**THE REQUEST:**
Please name the paper that the applied class on testing the LATE assumptions is based on.

**GIVEN PASSAGE:**
Applied Class #4 - Testing the LATE Assumptions

Introduction

This practical session is based on Huber & Mellace (2015). You may find it helpful to consult the paper and or my lecture notes.

Exercises

  1. Write an R function that uses rmvnorm() from the mvtnorm package to simulate n iid draws from the model given below, with arguments n, alpha and beta. Your function should return a data frame with named columns D, Z, and Y. \[ \begin{aligned} Y &= D + \beta Z + U\\ D &= 1\{\alpha Z + \epsilon > 0\}\\ \begin{bmatrix} U \\ \epsilon \end{bmatrix} &\sim \text{Normal}(0, \Sigma), \quad \Sigma = \begin{bmatrix} 1 & 0.5 \\ 0.5 & 1 \end{bmatrix}\\ Z&\sim \text{Bernoulli}(0.5), \, \text{indep. of } (U, \epsilon) \end{aligned} \]

  2. Answer the following questions about the model from the preceding part.

    1. Is the treatment \(D\) endogenous? How can you tell?
    2. What is the distribution of treatment effects? What is the LATE in this model?

**RAW DATA:**
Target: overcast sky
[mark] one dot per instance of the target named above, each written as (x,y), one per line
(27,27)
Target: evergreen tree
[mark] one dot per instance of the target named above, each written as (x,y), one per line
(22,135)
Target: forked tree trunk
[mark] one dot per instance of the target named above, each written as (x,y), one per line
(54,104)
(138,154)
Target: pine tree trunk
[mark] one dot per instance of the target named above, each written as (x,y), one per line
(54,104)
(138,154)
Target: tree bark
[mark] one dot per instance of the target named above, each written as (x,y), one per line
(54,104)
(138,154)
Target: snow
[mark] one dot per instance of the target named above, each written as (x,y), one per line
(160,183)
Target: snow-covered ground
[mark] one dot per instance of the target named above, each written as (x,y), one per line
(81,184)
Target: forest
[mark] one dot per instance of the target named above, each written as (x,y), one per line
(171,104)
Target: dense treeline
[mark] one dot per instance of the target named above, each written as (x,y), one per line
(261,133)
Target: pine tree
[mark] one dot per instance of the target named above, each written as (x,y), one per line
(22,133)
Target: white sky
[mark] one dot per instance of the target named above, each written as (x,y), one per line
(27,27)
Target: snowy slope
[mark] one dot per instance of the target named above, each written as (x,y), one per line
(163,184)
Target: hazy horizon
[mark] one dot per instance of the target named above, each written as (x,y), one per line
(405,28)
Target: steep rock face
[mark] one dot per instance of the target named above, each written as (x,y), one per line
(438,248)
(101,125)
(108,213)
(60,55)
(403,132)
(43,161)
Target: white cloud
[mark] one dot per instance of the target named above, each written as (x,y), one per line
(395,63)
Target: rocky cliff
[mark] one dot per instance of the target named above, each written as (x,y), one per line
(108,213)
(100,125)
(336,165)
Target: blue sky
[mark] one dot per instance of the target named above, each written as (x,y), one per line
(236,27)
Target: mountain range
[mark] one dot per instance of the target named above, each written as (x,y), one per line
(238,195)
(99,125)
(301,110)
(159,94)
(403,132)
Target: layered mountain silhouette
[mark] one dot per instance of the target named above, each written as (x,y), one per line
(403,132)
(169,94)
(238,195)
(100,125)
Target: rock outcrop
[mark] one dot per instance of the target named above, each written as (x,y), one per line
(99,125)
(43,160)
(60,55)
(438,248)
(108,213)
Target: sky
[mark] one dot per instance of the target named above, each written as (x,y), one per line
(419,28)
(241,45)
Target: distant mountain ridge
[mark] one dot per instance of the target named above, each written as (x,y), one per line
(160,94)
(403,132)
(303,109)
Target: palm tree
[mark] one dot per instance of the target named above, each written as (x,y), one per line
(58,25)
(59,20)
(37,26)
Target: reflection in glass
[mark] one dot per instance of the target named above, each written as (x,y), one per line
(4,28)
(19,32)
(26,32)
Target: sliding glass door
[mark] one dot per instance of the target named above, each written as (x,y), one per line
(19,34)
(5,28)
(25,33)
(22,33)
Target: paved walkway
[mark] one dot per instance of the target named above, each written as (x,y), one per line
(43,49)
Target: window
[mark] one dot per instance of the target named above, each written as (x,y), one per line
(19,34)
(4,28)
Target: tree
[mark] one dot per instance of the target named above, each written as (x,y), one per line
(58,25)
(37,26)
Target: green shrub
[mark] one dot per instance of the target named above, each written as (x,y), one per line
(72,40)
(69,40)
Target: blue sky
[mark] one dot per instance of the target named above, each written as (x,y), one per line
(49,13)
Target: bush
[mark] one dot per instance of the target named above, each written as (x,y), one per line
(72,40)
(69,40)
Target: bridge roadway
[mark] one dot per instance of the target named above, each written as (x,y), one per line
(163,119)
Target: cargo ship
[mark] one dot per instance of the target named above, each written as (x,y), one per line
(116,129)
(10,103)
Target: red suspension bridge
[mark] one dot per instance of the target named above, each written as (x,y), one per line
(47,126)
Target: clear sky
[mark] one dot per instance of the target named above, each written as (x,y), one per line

**PROBLEM SOLUTION:**
Huber & Mellace (2015)